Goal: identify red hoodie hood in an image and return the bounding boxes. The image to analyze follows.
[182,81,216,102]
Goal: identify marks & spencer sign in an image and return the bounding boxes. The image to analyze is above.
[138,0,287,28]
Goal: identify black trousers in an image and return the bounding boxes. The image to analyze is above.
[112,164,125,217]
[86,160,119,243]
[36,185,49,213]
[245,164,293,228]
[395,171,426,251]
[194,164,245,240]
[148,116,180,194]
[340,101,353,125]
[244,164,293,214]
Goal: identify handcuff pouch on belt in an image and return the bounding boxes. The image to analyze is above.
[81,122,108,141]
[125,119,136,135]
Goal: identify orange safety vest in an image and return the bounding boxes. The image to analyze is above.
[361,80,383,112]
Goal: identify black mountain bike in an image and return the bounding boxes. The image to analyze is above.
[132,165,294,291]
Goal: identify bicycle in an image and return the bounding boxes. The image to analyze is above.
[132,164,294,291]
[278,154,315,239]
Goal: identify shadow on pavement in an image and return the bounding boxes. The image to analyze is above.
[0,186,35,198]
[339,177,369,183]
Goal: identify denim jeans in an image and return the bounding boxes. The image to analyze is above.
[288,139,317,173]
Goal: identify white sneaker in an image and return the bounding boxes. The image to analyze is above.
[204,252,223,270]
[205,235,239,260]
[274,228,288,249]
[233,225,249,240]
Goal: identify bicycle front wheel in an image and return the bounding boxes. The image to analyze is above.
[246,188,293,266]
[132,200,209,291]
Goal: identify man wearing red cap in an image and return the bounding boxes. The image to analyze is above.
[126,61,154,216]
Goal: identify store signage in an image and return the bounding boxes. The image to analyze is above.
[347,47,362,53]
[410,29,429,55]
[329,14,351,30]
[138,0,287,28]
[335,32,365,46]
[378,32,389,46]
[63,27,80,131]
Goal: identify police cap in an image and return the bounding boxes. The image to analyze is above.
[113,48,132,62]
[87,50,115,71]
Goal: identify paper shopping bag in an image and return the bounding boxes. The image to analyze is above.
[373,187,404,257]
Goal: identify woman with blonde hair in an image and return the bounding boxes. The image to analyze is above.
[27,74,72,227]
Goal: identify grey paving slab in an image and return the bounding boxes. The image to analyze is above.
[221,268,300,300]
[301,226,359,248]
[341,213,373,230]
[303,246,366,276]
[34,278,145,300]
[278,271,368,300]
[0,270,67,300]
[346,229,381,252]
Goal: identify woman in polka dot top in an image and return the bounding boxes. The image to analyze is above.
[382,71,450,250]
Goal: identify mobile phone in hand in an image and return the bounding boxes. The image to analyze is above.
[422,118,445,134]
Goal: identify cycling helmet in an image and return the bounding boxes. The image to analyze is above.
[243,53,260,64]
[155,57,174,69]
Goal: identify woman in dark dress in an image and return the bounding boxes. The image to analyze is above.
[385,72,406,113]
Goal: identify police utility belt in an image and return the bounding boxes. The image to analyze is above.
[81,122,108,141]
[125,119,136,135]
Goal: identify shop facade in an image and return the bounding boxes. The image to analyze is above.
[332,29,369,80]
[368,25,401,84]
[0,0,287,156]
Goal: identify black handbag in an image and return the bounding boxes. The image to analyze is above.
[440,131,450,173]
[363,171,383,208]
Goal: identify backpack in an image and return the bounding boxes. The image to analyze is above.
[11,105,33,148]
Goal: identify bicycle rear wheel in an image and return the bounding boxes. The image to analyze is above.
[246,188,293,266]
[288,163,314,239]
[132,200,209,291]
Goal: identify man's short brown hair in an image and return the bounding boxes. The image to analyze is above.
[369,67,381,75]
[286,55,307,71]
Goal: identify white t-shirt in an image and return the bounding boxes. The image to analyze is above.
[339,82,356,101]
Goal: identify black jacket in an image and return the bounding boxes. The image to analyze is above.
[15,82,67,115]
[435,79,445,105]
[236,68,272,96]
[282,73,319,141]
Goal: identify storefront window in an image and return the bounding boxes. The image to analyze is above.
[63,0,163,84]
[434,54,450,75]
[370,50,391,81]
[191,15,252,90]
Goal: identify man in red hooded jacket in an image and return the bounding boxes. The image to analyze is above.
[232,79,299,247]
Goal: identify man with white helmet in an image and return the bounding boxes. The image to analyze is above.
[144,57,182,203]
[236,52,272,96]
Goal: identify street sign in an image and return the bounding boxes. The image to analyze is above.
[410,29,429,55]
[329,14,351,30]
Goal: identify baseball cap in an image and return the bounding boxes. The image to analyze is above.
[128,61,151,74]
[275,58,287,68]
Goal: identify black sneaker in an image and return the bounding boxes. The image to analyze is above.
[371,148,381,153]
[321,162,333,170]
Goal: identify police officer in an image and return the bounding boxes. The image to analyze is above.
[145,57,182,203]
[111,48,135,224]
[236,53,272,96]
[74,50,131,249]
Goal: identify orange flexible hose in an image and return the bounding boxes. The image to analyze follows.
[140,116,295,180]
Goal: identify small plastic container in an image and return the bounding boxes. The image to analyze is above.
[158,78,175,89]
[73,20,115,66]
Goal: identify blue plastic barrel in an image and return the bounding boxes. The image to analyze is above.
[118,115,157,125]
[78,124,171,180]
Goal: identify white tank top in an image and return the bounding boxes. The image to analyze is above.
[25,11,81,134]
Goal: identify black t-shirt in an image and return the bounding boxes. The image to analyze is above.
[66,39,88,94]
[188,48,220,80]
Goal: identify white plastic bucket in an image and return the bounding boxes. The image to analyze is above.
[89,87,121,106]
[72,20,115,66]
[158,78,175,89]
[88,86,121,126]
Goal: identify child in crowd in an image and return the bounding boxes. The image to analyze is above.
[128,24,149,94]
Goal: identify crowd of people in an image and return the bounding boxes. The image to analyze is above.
*-*-*
Take each record above and return it verbatim.

Your response:
Goal: identify red hoodie hood in an image and return the bounding boxes. The image to analyze follows.
[182,81,216,102]
Goal: identify marks & spencer sign in an image and return the bounding boxes. The image to analyze is above.
[138,0,287,28]
Goal: identify black trousers in an image and return the bounding boxes. The image to analyze is above.
[112,164,125,217]
[86,160,119,243]
[36,185,49,213]
[245,164,293,228]
[395,171,426,251]
[194,164,245,240]
[148,116,180,194]
[340,101,353,125]
[244,164,293,214]
Goal: identify handcuff pouch on belt in an image and return the bounding boxes. The image to analyze is above.
[81,122,108,141]
[125,119,136,135]
Goal: identify orange safety vest in an image and return the bounding boxes. The image to analyze is above.
[361,80,383,112]
Goal: identify black mountain bike in an image and return the bounding boxes. The image to analyze is above.
[132,165,294,291]
Goal: identify bicycle in an image and return the bounding boxes. The image to analyze is above.
[132,164,294,291]
[278,154,315,239]
Goal: identify shadow on pavement in an image and return the bounding boxes. The image to analyze is above.
[0,186,35,198]
[339,177,369,183]
Goal: identify denim jeans in an image and return the bounding boxes. The image to analyze is above.
[288,139,317,173]
Goal: identify white sneaker in an image and return the bounding boxes. The image to analyze is above.
[204,252,223,270]
[205,235,239,260]
[274,228,288,249]
[233,225,249,240]
Goal: identify bicycle front wheel in an image and return the bounding boxes. The image to analyze is above.
[246,188,293,266]
[132,200,209,291]
Goal: identify man wearing red cap in an image and return the bounding boxes. The image to analyze is above.
[126,61,154,216]
Goal: identify store signage in an image and return the bounding boxes. The image to analyze is above.
[347,47,362,53]
[410,29,429,55]
[329,14,351,30]
[138,0,287,28]
[335,32,365,46]
[378,32,389,46]
[63,27,80,131]
Goal: identify police cap in an image and return the bounding boxes. The image to analyze is above.
[113,48,132,62]
[87,50,115,71]
Goal: identify paper shopping bag in an image and return the bounding boxes. The image to analyze is above.
[373,187,404,257]
Goal: identify woman with blonde hair in an image and return the bounding boxes. The image to analyze is above.
[27,74,72,227]
Goal: identify grey paving slab in an image and return the bounding boxes. The image to analyze is above.
[221,268,300,300]
[301,226,359,248]
[341,213,373,230]
[303,246,366,276]
[34,278,145,300]
[278,271,368,300]
[0,270,67,300]
[346,229,381,252]
Goal: identify woman in polka dot top in an image and return the bounding boxes. The image to analyze is above.
[382,71,450,250]
Goal: identify mobile phone in hand in an image and return the bounding boxes. The image to analyze is above.
[422,118,445,134]
Goal: identify cycling helmet in an image and return the bounding boxes. The image to analyze is above.
[243,53,260,64]
[155,57,174,69]
Goal: identify woman in dark dress in an image and return the bounding boxes. The image to analyze is above.
[385,72,406,113]
Goal: identify police utility belt in an image and return the bounding boxes. The image to analyze is above.
[81,122,108,141]
[125,119,136,135]
Goal: identify shop facade in an image and return the bounding boxes. The image to analyze is above.
[332,29,369,80]
[368,25,401,84]
[0,0,287,156]
Goal: identify black handbag in an image and return the bounding boxes. The image to analyze is above.
[440,131,450,173]
[363,171,383,208]
Goal: identify backpack in an image and return the bounding boxes. The image to analyze is above.
[11,105,33,148]
Goal: identify bicycle rear wheel in an image and return the bounding boxes. The image to analyze is above.
[246,188,293,266]
[288,163,314,239]
[132,200,209,291]
Goal: identify man's short brown hair in an image and return the bounding boxes. The image to analyze is above.
[369,67,381,75]
[286,55,307,71]
Goal: identify white t-shirt in an image and return the bounding boxes. The image to analyze is above.
[339,82,356,101]
Goal: identify black jacket in an image and return the bounding boxes. The image to analyze is above.
[15,82,67,115]
[435,79,445,105]
[236,68,272,96]
[282,73,319,141]
Goal: identify storefront window in an image and return the bounding boxes. The image to analyze is above.
[63,0,163,84]
[434,54,450,75]
[370,50,391,81]
[191,15,252,90]
Goal: identify man in red hooded jacket in an image and return the bounding boxes. The image to analyze is above.
[232,79,299,247]
Goal: identify man with white helmet in an image and return the bounding boxes. The image to analyze is above.
[144,57,182,203]
[236,52,272,96]
Goal: identify street sign in an image and return the bounding boxes. The image to analyze is above.
[410,29,429,55]
[329,14,351,30]
Goal: identify baseball cap in an image and return the bounding boxes. The image to analyze is above.
[128,61,151,74]
[275,58,287,68]
Goal: identify black sneaker in an image and return the bounding boxes. The image to analyze is above.
[371,148,381,153]
[321,162,333,170]
Goal: identify police officer in an image and return the bounding boxes. The image to analyze is above.
[145,57,182,203]
[111,48,135,224]
[236,53,272,96]
[74,50,131,249]
Goal: identify orange flexible hose in an image and return the bounding boxes. The image to analyze follows.
[140,116,295,180]
Goal: identify small plastic container in an image and return the bounding boxes. The image to analyze is above.
[158,78,175,89]
[73,20,115,66]
Goal: identify blue plastic barrel in an image and return the bounding boxes. The image to analyze is above.
[118,115,157,125]
[78,124,171,180]
Goal: identify white tank top in an image and return the bounding boxes. The image to analyze is above.
[25,11,81,134]
Goal: identify black t-shirt in an image and return the bounding boxes. The image to analyze is above.
[66,39,88,94]
[188,48,220,80]
Goal: identify white plastic bucket in an image and return the bounding boxes. The image to analyze is above.
[89,87,121,106]
[72,20,115,66]
[158,78,175,89]
[88,86,121,126]
Goal: identify child in crowd in an image and return the bounding boxes. The image to analyze is above.
[128,24,149,94]
Goal: identify crowd of people in an image and return the bounding boxes. The image to analyze is above.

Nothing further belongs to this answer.